## GOAL:
Could you write out, word for word, everything below from the line containing "Query: limestone rock face" down to the line containing "column 303, row 457", including both of those lines?

## DATA FOR THIS TASK:

========================================

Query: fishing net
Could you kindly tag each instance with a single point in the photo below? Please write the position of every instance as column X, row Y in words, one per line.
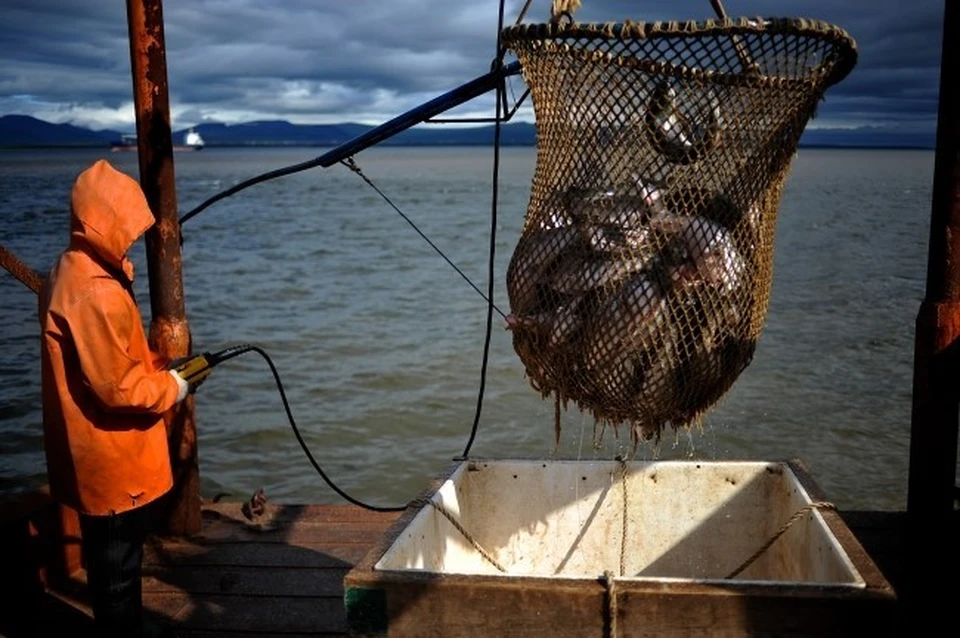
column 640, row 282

========================================

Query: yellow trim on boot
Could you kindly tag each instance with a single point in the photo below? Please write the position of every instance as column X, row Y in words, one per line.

========================================

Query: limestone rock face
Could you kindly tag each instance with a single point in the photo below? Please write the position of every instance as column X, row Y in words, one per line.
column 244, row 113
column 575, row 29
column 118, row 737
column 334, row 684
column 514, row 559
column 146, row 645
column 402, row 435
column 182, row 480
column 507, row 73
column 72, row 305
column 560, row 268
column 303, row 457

========================================

## ANSWER TO THIS PROBLEM:
Query: limestone rock face
Could you kindly tag each instance with a single point in the photo below? Please write the position of every instance as column X, row Y in words, one per line.
column 244, row 113
column 575, row 29
column 118, row 737
column 334, row 684
column 514, row 559
column 146, row 645
column 402, row 435
column 182, row 480
column 507, row 73
column 72, row 305
column 560, row 268
column 303, row 457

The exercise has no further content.